EXERCISE DIRECTIONS: Copy out every one of the items below word for word, line by line, with nothing changed.

DATA ENTRIES:
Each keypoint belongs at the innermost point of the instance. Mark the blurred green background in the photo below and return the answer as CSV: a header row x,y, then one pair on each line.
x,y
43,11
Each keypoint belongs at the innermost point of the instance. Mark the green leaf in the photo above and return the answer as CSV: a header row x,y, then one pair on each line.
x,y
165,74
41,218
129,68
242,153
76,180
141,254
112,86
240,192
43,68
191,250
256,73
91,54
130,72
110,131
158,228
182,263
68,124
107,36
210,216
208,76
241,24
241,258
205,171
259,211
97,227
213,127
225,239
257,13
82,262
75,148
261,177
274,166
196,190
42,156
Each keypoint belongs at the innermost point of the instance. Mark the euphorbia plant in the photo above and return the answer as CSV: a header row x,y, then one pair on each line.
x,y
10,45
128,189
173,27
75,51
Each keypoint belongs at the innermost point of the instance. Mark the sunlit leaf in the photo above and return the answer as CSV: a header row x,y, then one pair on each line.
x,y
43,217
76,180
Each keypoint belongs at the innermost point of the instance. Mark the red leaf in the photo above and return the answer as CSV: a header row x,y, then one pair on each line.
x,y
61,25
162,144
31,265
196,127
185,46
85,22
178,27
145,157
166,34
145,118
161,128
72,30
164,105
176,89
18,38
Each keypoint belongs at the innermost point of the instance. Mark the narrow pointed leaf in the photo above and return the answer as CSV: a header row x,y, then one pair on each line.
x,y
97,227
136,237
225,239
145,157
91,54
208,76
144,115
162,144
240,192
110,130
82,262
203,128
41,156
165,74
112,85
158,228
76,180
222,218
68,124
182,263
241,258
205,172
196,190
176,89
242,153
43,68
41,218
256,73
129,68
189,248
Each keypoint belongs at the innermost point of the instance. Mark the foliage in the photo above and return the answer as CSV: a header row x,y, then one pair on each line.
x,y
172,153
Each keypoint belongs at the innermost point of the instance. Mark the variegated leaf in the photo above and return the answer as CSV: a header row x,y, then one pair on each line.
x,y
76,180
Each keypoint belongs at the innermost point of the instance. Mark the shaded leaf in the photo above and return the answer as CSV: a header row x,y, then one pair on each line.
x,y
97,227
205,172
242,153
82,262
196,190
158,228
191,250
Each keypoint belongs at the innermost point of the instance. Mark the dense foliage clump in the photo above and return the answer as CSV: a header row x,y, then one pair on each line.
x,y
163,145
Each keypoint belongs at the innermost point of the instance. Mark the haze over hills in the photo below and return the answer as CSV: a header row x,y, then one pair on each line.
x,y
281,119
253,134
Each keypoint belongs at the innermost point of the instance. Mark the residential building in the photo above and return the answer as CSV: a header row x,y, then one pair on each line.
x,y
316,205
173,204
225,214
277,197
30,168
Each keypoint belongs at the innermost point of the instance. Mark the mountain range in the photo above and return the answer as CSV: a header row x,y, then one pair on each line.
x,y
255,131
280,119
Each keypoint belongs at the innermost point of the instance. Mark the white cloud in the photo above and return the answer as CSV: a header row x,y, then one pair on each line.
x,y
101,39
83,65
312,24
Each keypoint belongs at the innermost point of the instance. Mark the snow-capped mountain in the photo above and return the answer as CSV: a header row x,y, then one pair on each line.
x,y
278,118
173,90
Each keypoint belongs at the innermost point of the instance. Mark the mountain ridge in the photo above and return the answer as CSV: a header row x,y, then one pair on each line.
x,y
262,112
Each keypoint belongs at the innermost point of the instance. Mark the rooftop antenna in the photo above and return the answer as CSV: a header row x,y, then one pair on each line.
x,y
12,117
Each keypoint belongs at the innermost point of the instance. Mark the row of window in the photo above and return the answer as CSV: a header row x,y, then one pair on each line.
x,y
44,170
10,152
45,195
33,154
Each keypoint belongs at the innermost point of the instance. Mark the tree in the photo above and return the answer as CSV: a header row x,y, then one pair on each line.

RESPONSE TO THE TASK:
Each keypoint belongs at the innermost point of the instance. Mark the blurred green background in the photo below and return the answer as CSV: a header row x,y, then one pair on each line.
x,y
43,11
Each keypoint belongs at the innermost point of the instance. Mark the green leaf in the photo above and return the answer as CSV: a header row x,y, then one pair on each line.
x,y
165,74
41,218
129,68
242,153
76,180
141,254
112,86
240,192
43,68
191,250
256,73
91,54
130,72
110,131
158,228
182,263
68,124
107,36
210,216
208,76
241,24
241,258
205,171
259,211
97,227
213,127
225,239
257,13
82,262
75,148
261,177
274,166
196,190
42,156
Each keypoint belongs at the innermost point of the instance. Mark the euphorbia plant in the photo above and return the answer as CSV: a header row x,y, then one pair on each line.
x,y
10,45
128,189
173,27
75,51
Each keypoint belongs at the innermost point of the instance. Mark the sunlit leaf in the photo above and return the answer as CSV: a header row x,y, then one pair on each line.
x,y
43,217
76,180
Each keypoint belongs at the innermost point of the instance. Mark the red leaf in the photo above and return the answer as CSV: a header row x,y, then one pair on each line.
x,y
61,25
162,144
31,265
196,127
185,46
85,22
178,27
145,157
166,34
145,118
161,128
72,30
164,105
176,89
18,38
Each keypoint belongs at the innermost point of the instance. Mark the narrow pointed leaf in the photo above and return the answer as CSV: a header row x,y, then one pair on each line.
x,y
97,227
136,237
225,239
145,157
91,54
208,76
144,115
162,144
240,192
110,130
82,262
203,128
41,156
165,74
112,85
158,228
76,180
222,218
68,124
182,263
241,258
205,172
196,190
176,89
242,153
43,68
41,218
256,73
129,68
189,248
Each keypoint belongs at the innermost point of the instance. Mark the foliage in the photo above and return the answer as CSV: a header row x,y, then one pair on each line.
x,y
172,153
Each keypoint belongs at the innermost point of the instance. Mark the variegated leaf in the photo above and return the answer as CSV: a header row x,y, then one pair on each line.
x,y
76,180
Each keypoint belongs at the innermost point of the instance. Mark the shaded leaf in the photo above and return the answer as CSV: a header row x,y, then one pair on each line.
x,y
97,227
205,172
242,153
82,262
196,190
158,228
191,250
Each keypoint belongs at the innermost point of the instance. Mark the dense foliage clump in the photo above and return the answer as CSV: a header row x,y, then one pair on each line.
x,y
163,145
Each keypoint belongs at the innermost point of the instance. Mark the haze over hills in the photo below and return the answer as CSV: a header row x,y, then one pair on each line.
x,y
281,119
253,134
Each keypoint belongs at the innermost point of the instance. Mark the residential building in the photo above and return the answer as CSV: a header row x,y, then one pair on each line.
x,y
316,205
173,204
225,214
277,197
30,168
Each keypoint belongs at the innermost point of the instance. Mark the mountain range in the photo above and return the answer as CSV: a header row x,y, then one pair on each line.
x,y
255,131
280,119
Each keypoint belongs at the innermost point of the instance. Mark the white cloud in the photo above and return the answer as CSV: a header row x,y, then one pair on each line.
x,y
101,39
83,65
312,24
Each keypoint belongs at the innermost point of the instance. Mark the snow-capped mountain in the photo above and return the answer as CSV: a header row x,y, then one pair on each line.
x,y
278,118
173,90
Each keypoint belongs at the innermost point of the instance. Mark the mountain ridge in the photo above and return the answer as CSV: a header row x,y, then one pair on each line.
x,y
262,112
Each keypoint belongs at the innermost point of the instance. Mark the rooftop antenna in the photo above and return the answer as CSV: a header row x,y, then one pair on each line.
x,y
12,117
Each keypoint belongs at the innermost point of the instance. Mark the row of window in the photo above and return the answer as CSV: a header row x,y, then one pair on each line.
x,y
44,170
10,152
45,195
33,154
Each keypoint belongs at the innermost point of the instance. Mark the tree in the photo above and return the answer as CSV: a header row x,y, then one pair on each line.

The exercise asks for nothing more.